### 本文

瀬戸内生活工芸祭の第2回開催にあわせて、オフィシャルブック『生活工芸の時代』が刊行された。三谷さんを始め、作り手や繋ぎ手、デザイナー、研究者と生活工芸との距離もさまざまな13人が、生活工芸について語っている。生活工芸を持ち上げるような内容ではなく、とても客観的なものである。そこがいかにも生活工芸らしいと思うけれど、もうひとつ興味深いのは、いくつかのテクストが生活工芸とは何だったのか、と振り返るスタンスで書かれていることだろう。
三谷さんは「今の生活工芸は転換の時期」だという。いわく、2000年代に入って、人々の関心が生活に向かったところから、生活工芸はすでに始まっていた。生活に人びとの関心が向かったことで、もてはやされるようになる。工芸品を扱う雑貨店などが増え、クラフトフェアにいたっては、今や全国で100ヵ所以上と大変なブームになっている。
そのことに対して、三谷さんはとても冷静だ。

——クラフトフェアはここ数年、人気の上昇に伴い大衆化が進み、それに合わせて作家の意識も変わってきているように思う。百貨店でも作家のものを集めた企画が目立つようになった。この傾向はしばらく続くだろうと思うけれど、おそらくクラフトフェアは新しい才能が芽生える開かれた場として、登竜門的な役割を担っていくだろう。また一方で質の高い工芸を見る喜び、つくる喜びを表す場をつくっていくことが必要で、生活工芸祭のふたつの会場は、そんな組み合わせを視覚化しているのだろうと思う。

######
### 与えられた項目

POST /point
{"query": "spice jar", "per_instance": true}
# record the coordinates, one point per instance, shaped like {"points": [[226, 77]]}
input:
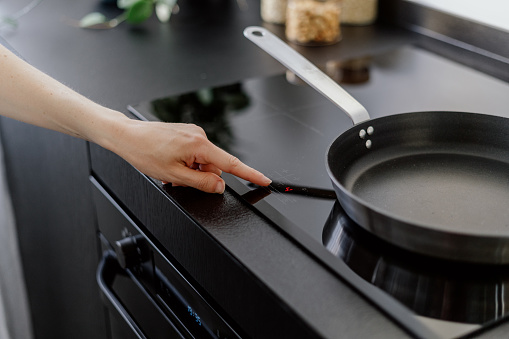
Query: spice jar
{"points": [[273, 11], [313, 22], [358, 12]]}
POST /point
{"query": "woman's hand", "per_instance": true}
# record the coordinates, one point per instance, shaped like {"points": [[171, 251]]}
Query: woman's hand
{"points": [[179, 154], [176, 153]]}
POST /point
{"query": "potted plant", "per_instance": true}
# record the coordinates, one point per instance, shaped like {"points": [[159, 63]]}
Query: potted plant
{"points": [[134, 12]]}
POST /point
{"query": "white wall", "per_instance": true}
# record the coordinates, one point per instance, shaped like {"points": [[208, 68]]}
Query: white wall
{"points": [[490, 12]]}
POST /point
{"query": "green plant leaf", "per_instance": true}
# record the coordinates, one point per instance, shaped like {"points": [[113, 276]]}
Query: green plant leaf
{"points": [[125, 4], [92, 19], [140, 11], [164, 9]]}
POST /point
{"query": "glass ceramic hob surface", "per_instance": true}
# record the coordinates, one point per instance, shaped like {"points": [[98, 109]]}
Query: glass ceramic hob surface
{"points": [[284, 129]]}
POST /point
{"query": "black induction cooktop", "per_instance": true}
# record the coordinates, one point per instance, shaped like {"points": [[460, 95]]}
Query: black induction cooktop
{"points": [[283, 128]]}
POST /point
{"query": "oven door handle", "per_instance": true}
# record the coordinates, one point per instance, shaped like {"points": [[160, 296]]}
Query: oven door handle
{"points": [[106, 271]]}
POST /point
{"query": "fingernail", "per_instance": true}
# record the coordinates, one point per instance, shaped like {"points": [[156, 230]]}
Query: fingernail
{"points": [[267, 180], [220, 187]]}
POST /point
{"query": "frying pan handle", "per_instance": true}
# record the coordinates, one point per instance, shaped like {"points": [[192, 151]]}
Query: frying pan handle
{"points": [[307, 72]]}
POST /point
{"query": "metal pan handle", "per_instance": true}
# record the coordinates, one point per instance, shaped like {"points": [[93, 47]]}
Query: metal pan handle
{"points": [[307, 72]]}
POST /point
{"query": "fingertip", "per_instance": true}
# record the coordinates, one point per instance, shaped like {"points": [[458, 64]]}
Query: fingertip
{"points": [[220, 187]]}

######

取り組む問題
A. 本文によると、クラフトフェアは今や全国で何ヵ所以上あるか。
B. 本文の「瀬戸内生活工芸祭の第2回開催」から始まり「覚化しているのだろうと思う。」で終わる部分を、「百貨店」を「デパート」に入れ替えて書き直せ。

問題ごとの解答
A. 100ヵ所以上。

B.
瀬戸内生活工芸祭の第2回開催にあわせて、オフィシャルブック『生活工芸の時代』が刊行された。三谷さんを始め、作り手や繋ぎ手、デザイナー、研究者と生活工芸との距離もさまざまな13人が、生活工芸について語っている。生活工芸を持ち上げるような内容ではなく、とても客観的なものである。そこがいかにも生活工芸らしいと思うけれど、もうひとつ興味深いのは、いくつかのテクストが生活工芸とは何だったのか、と振り返るスタンスで書かれていることだろう。
三谷さんは「今の生活工芸は転換の時期」だという。いわく、2000年代に入って、人々の関心が生活に向かったところから、生活工芸はすでに始まっていた。生活に人びとの関心が向かったことで、もてはやされるようになる。工芸品を扱う雑貨店などが増え、クラフトフェアにいたっては、今や全国で100ヵ所以上と大変なブームになっている。
そのことに対して、三谷さんはとても冷静だ。

——クラフトフェアはここ数年、人気の上昇に伴い大衆化が進み、それに合わせて作家の意識も変わってきているように思う。デパートでも作家のものを集めた企画が目立つようになった。この傾向はしばらく続くだろうと思うけれど、おそらくクラフトフェアは新しい才能が芽生える開かれた場として、登竜門的な役割を担っていくだろう。また一方で質の高い工芸を見る喜び、つくる喜びを表す場をつくっていくことが必要で、生活工芸祭のふたつの会場は、そんな組み合わせを視覚化しているのだろうと思う。